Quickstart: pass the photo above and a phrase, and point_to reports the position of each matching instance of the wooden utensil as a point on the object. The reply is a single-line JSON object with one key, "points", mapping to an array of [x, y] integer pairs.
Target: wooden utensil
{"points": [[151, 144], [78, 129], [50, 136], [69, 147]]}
---
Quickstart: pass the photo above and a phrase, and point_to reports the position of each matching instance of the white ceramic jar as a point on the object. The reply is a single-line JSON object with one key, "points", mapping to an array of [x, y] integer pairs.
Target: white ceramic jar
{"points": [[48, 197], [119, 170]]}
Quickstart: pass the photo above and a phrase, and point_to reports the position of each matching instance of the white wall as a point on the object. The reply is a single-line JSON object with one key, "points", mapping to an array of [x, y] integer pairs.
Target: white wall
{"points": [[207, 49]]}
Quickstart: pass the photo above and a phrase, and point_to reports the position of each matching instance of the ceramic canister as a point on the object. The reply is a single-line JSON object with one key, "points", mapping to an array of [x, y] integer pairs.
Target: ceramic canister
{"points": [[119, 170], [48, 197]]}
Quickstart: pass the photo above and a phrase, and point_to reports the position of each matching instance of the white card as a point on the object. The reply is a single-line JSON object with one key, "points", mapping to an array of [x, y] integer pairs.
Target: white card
...
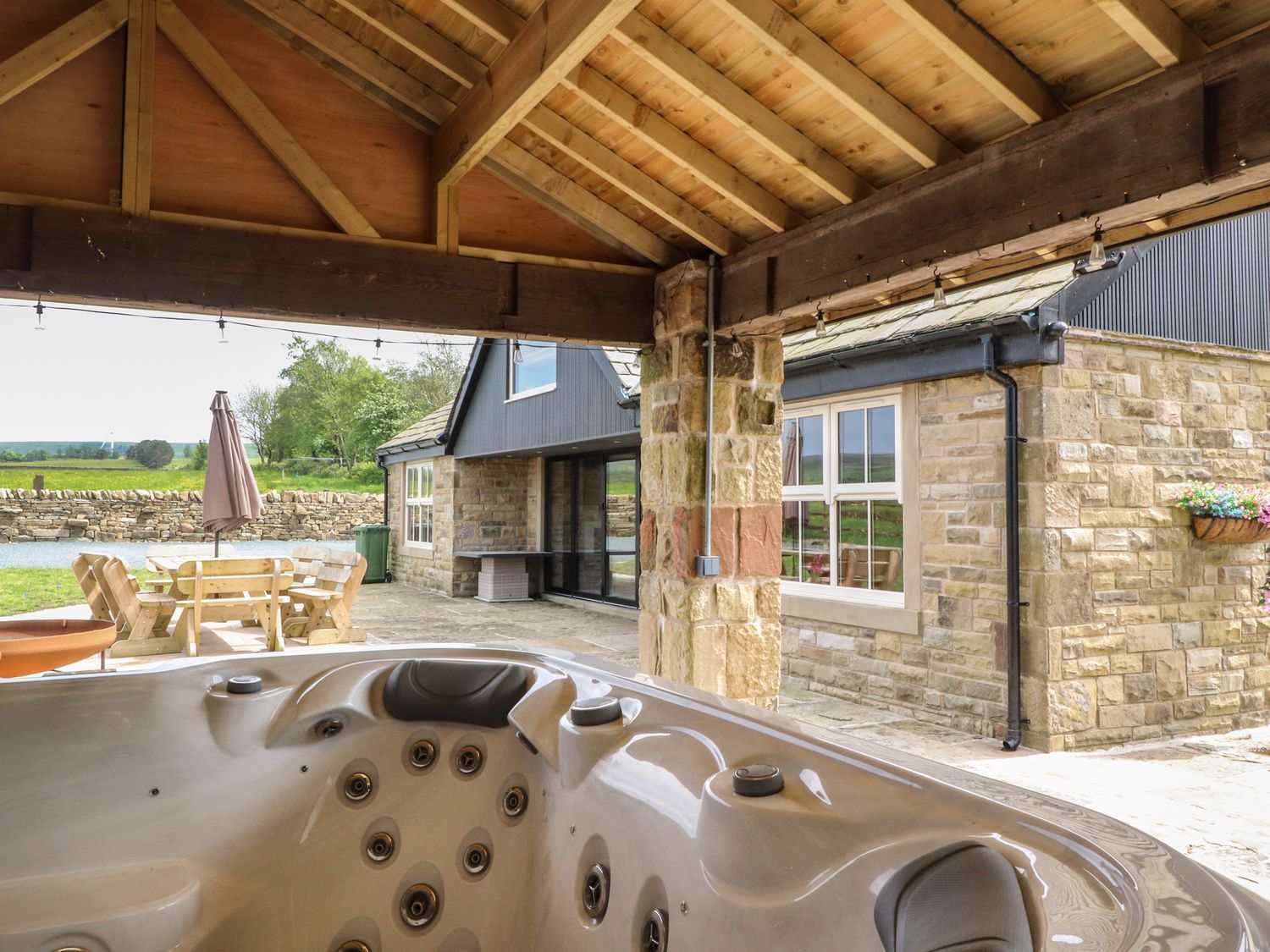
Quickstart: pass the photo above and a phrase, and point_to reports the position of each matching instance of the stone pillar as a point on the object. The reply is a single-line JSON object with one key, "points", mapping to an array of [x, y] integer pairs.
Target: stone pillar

▸ **TASK STATEMENT**
Reproduce the part of the data that opens with the line containing "the white card" and closes with the line containing "Target: white card", substituting "coordinate pairs" for "integer pairs" and changing nothing else.

▸ **RESPONSE TO THIS EXERCISE**
Quickstart: pass the photo above and a phrase, and point_to reports the position of each matching instance of the white card as a point on the object. The reply is a single-line JSON object with one key, "points", mapping to an array of [x, y] coordinate pairs.
Target: white card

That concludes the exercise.